Given instruction:
How many lines in the listing below contain the string "piece"? Reply with the number alone.

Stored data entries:
>> Begin

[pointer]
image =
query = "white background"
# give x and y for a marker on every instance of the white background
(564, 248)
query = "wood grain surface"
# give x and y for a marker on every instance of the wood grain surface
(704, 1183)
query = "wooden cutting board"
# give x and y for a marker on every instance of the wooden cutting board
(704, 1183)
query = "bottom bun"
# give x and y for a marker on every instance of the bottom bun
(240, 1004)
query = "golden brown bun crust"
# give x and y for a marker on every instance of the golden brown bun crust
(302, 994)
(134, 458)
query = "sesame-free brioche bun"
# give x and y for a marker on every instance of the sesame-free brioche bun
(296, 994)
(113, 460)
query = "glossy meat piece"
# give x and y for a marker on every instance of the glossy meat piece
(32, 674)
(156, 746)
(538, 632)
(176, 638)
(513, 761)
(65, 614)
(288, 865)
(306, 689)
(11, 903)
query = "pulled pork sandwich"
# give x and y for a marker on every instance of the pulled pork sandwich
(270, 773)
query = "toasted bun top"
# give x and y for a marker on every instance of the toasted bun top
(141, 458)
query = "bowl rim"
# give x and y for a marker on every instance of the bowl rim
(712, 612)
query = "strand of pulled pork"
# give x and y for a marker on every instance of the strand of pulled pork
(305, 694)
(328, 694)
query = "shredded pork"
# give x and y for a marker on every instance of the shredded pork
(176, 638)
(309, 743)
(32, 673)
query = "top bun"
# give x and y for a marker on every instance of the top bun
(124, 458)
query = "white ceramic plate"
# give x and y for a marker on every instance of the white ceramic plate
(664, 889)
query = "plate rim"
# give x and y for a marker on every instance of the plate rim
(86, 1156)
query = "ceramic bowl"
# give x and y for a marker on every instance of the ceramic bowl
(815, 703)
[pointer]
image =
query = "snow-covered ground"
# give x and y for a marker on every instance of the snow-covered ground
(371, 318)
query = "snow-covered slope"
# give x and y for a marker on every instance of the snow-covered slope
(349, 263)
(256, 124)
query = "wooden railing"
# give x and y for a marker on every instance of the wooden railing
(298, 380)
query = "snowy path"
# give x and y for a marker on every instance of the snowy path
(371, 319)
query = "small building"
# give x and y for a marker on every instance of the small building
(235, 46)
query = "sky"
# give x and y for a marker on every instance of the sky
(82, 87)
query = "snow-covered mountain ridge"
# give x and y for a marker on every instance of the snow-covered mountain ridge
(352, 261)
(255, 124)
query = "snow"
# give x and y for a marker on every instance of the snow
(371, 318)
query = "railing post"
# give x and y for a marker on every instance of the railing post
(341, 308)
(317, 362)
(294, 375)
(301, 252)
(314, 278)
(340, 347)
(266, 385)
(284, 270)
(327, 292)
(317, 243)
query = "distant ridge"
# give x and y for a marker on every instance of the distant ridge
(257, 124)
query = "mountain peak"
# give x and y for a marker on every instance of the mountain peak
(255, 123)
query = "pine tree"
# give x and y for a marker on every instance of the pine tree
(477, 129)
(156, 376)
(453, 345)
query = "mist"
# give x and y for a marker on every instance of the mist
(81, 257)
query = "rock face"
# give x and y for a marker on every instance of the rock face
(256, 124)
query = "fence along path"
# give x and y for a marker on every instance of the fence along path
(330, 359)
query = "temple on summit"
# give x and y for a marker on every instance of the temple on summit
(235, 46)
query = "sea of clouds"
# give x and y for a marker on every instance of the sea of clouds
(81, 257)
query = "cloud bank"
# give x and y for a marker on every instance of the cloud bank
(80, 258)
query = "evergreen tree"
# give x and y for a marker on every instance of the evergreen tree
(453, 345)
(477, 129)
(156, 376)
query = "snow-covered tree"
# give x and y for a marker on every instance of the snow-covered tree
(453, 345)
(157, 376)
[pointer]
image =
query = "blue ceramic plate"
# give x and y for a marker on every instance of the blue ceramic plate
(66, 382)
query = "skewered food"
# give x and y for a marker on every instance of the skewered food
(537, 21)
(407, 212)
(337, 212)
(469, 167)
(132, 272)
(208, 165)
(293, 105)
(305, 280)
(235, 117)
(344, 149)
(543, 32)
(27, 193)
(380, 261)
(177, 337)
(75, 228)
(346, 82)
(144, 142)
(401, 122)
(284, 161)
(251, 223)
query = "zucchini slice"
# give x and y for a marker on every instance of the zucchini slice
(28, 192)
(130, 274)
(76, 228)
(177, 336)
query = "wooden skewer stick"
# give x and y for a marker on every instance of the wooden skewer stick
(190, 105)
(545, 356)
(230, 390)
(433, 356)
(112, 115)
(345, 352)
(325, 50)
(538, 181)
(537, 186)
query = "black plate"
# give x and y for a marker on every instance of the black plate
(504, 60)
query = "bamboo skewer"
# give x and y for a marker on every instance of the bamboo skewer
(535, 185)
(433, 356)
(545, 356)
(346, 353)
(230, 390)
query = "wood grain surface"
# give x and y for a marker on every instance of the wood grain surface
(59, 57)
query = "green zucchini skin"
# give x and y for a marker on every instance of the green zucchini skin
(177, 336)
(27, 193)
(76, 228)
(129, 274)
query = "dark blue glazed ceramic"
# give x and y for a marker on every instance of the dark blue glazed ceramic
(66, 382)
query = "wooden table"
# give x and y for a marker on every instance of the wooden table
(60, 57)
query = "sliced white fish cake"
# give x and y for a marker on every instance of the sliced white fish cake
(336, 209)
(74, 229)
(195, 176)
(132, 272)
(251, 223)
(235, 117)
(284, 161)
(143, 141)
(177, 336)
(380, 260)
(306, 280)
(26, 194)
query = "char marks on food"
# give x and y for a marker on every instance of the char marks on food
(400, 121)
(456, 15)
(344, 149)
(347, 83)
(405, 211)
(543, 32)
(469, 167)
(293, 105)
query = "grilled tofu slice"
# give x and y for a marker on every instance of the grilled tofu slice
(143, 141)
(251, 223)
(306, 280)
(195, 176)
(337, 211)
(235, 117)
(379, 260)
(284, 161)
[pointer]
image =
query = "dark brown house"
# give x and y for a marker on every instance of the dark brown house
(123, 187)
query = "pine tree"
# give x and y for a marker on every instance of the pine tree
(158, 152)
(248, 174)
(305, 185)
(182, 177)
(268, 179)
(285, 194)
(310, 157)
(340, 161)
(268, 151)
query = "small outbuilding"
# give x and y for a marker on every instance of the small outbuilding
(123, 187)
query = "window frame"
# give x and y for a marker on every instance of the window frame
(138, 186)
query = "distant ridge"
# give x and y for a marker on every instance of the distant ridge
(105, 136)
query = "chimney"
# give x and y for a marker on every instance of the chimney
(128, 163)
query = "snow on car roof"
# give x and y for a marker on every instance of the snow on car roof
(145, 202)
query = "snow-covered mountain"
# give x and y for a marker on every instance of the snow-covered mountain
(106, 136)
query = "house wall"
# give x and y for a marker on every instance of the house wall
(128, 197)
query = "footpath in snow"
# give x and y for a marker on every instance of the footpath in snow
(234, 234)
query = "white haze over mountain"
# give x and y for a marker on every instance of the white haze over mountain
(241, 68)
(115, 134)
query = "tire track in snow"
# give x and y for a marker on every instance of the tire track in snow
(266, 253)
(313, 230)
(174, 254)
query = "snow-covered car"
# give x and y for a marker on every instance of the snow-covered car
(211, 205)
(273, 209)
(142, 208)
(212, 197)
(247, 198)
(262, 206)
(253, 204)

>> End

Solution to this task:
2